_QUESTIONS ON THE MATERIAL:_
**a)** Print the passage of the Public Service Charter conference article below between "Swakopmund — PARTICIPANTS" and "improvement in Africa.", inclusive.
**b)** Continue the Public Service Charter conference article below from the point where it ends.

Swakopmund — PARTICIPANTS from several African countries gathered at Swakopmund to review the implementation of the Public Service Charter and initiatives for public service improvement in Africa.
The Deputy Prime Minister Dr Libertina Amathila officially opened the weeklong conference yesterday that will provide a platform for participants to share their experiences and examine ways and means to reinforce service learning.
Another objective of the conference is to take stock of countries that have not implemented the Charter and to determine what obstacles they face and how they could be assisted. According to a press statement by the conference secretariat, the need for African governments to adapt and develop structures and values for the public service in an attempt to accomplish greater efficiency, effectiveness, responsiveness and flexible service delivery comes a long way since the early eighties.
"The genesis of this movement is strongly seated in a variety of global changes. Economic crises, coupled with political changes, paved the way for greater reductions in financial resources for governments. It is only recently that the perspectives have changed to those of new prospects and possibilities: the introduction of new public management concepts, managing more with less, results and performance.
"In this context the Second Pan-African Conference of the Civil Service, held in Rabat, Morocco on 13-15 December 1998, decided to elaborate a Charter for the Public Service to affirm the values of the Public Service profession," reads the statement. The conference is meant to firstly restate its (charter) goals and missions in light of the changing conditions and needs of the countries in the region, and secondly, to outline the basic conditions for enhancing its role, professionalism, ethics and image, including the elaboration of a Code of Conduct for African Public Servants.

_RECORDED INFORMATION:_
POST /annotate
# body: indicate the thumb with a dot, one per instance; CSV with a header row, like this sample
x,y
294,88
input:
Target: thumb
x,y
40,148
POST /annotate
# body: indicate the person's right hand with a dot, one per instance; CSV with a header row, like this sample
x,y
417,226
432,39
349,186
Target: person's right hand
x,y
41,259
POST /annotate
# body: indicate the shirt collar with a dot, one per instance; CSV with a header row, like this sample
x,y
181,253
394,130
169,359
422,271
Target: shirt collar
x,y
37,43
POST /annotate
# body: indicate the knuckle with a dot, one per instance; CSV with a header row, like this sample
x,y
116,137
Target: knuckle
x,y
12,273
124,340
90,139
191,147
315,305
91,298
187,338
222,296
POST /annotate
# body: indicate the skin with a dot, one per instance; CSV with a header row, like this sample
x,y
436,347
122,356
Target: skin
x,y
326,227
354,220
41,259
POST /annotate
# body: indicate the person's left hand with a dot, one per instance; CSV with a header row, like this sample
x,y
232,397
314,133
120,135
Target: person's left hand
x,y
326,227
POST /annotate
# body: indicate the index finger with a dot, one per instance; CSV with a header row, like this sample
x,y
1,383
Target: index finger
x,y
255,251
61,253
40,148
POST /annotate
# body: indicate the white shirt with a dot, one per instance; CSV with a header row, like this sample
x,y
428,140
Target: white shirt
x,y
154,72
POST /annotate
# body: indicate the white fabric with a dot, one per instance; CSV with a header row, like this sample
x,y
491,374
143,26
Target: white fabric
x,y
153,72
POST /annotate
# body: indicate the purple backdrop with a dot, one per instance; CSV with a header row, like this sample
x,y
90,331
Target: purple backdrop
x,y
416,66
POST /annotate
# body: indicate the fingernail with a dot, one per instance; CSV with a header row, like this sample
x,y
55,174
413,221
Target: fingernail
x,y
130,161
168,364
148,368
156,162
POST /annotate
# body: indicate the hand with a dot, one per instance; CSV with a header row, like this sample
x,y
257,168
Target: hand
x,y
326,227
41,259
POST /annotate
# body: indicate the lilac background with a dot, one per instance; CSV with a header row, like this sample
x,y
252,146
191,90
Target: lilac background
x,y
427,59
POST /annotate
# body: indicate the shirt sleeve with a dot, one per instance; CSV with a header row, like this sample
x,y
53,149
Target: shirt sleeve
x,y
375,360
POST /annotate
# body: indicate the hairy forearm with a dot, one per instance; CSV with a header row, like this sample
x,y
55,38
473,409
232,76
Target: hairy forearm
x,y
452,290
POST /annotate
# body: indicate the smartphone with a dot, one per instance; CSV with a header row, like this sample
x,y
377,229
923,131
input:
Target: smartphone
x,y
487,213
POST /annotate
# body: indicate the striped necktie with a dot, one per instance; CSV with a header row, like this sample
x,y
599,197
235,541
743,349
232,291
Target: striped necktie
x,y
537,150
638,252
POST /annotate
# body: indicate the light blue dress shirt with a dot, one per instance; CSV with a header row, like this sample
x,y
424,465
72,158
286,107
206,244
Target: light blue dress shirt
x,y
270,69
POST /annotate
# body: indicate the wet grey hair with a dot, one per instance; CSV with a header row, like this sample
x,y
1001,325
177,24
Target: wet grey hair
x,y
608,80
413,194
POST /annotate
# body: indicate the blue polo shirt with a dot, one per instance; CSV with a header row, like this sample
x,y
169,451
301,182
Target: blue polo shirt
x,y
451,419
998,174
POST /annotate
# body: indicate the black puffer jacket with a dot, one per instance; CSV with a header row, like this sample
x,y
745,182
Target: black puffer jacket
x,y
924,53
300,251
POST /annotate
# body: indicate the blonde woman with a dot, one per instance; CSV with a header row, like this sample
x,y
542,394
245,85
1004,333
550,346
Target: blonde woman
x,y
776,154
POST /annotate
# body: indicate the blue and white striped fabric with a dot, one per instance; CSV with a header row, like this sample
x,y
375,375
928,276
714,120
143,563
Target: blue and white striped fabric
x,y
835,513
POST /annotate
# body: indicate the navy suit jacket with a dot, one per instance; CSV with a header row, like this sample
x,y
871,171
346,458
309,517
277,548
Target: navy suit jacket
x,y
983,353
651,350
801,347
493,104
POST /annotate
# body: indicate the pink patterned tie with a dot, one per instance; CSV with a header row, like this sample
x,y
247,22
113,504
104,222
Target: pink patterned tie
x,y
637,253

_SOLVED TASKS:_
**a)**
Swakopmund — PARTICIPANTS from several African countries gathered at Swakopmund to review the implementation of the Public Service Charter and initiatives for public service improvement in Africa.

**b)**
The Charter was adopted in Windhoek on February 5, 2005 where 38 African states were signatories.
"Given the high level of participants, the conference will be conducted in an active and participatory manner. Presentations and panel discussions will be scheduled over the five days of the conference. This will be enriched with thematic tours and site visits. The themes will be introduced by the chairperson, and participants will be exposed to concrete examples and case studies," the statement reads. Some of the participants were on Monday taken on a tour of the Nava-chab Ashanti Anglo gold mine near Karibib before proceeding to Swakopmund.
Conference participants, Elia Yi Armstrong from the United Nations Department of Economic and Social Affairs (UNDESA) and Russell Mulele from Zambia were impressed with the safety conditions at the mine.
"I'm not an expert in mining but I am impressed with their safety concern for workers," Armstrong said.
Echoing the same, Mulele said: "Occupational hazards were part and parcel of the mining activity, but I am struck with the emphasis put on the safety of workers.
"In Zambia we have very large mines. What we have just seen here is a small mining pit," he alluded. Disabling injuries at Navachab mine dropped from seven and six respectively in 2002 and 2003 to two (injuries) in 2004. This year, only one injury was recorded at the mine.
Navachab holds the award for the safest open pit in the country.